--- START SELECTION ---
# Have Yourselves A Merry Little Christmas....



## Centermass (Dec 24, 2014)

And remember all those elsewhere, in harms way, away from home and loved ones this year.


----------



## RackMaster (Dec 24, 2014)

Merry Christmas to all of you and yours!  All down range, stay safe and thank you for doing what you do.


----------



## Raptor (Dec 24, 2014)

http://www.noradsanta.org/?utm_sour..._content=NORADMSN Link&utm_campaign=NORAD2014 I've been waiting 16 years for something like this, and they finally made it.


----------



## ShadowSpear (Dec 24, 2014)

Centermass said:


> And remember all those elsewhere, in harms way, away from home and loved ones this year.



You too bro (btw, I'm stealing this photo!)


----------



## Red Flag 1 (Dec 24, 2014)

A very Merry Christmas to all. My you have a safe and Happy New Year.


----------



## Grunt (Dec 24, 2014)

Merry Christmas to all!

Know that all of you -- both at home and away -- are in our thoughts and prayers for this holiday season. 

Enjoy them to the fullest and stay safe!


----------



## racing_kitty (Dec 24, 2014)

May all your holidays be filled with the love and joy that is unique to this time of year.  Stay warm, stay safe, and be merry.


----------



## Kraut783 (Dec 24, 2014)

ShadowSpear said:


> You too bro (btw, I'm stealing this photo!)



Yeah....stealing it too...way too good of a pic.

160th has nothing on Santa insertion


----------



## Dame (Dec 24, 2014)

Kraut783 said:


> Yeah....stealing it too...way too good of a pic.


Dear Santa,
This year I want a flawless, take no prisoners, BAMF, raid on ISIS. Or Al Sharpton. Your choice.
Dame.


----------



## Raptor (Dec 24, 2014)

Dame said:


> Dear Santa,
> This year I want a flawless, take no prisoners, BAMF, raid on ISIS. Or Al Sharpton. Your choice.
> Dame.


Aim High. Why not both?


----------



## CQB (Dec 25, 2014)

Night time here, Xmas lunch done, scotch in claw. To those in service, to SS members & The Queen across the water, I salute you.


----------



## x SF med (Dec 25, 2014)

Raptor said:


> Aim High. Why not both?
--- END SELECTION ---
--- START SUPPLIED MATERIAL ---
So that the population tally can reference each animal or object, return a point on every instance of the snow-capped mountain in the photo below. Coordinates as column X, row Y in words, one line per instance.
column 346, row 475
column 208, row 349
--- END SUPPLIED MATERIAL ---
- WHAT TO DO
a. According to the Christmas thread, how many years has Raptor been waiting for something like the linked NORAD site?
b. Continue the Christmas thread from the point where it stops.
The listing is material distinct from the Christmas thread.

- RESPONSES
a. 16 years.

b.
SEAL Team 6 is not allowed to use Santa's sleigh for insertions...  no way to pull off both missions in the same night without it...   DUH!!!  Wow, can't you tell by the dress uniform that Santa is a friggin old school Marine (the Reds have been relegated to only the USMC Band and Silent Drill Team IIRC)....  and MARSOC has not been deemed 'cool' enough for all the press it would generate.


----------



## Raptor (Dec 25, 2014)

x SF med said:


> SEAL Team 6 is not allowed to use Santa's sleigh for insertions...  no way to pull off both missions in the same night without it...   DUH!!!  Wow, can't you tell by the dress uniform that Santa is a friggin old school Marine (the Reds have been relegated to only the USMC Band and Silent Drill Team IIRC)....  and MARSOC has not been deemed 'cool' enough for all the press it would generate.


What about Delta?


----------



## JHD (Dec 25, 2014)

Merry Christmas to all.  And to those of you, or those with family, in harm's way, a special prayer for you.  Much love and happiness to everyone now and in the year to come.


----------



## BloodStripe (Dec 25, 2014)

Murray Christmas!


----------



## CPL B USMC (Dec 25, 2014)

Merry Christmas everyone, and may it be a silent night down range.


----------



## Gypsy (Dec 25, 2014)

Raptor said:


> What about Delta?



Santa doesn't have room for faucets... 

Merry Christmas everyone, especially to all our men and women far from home this holiday.


----------



## Centermass (Dec 24, 2015)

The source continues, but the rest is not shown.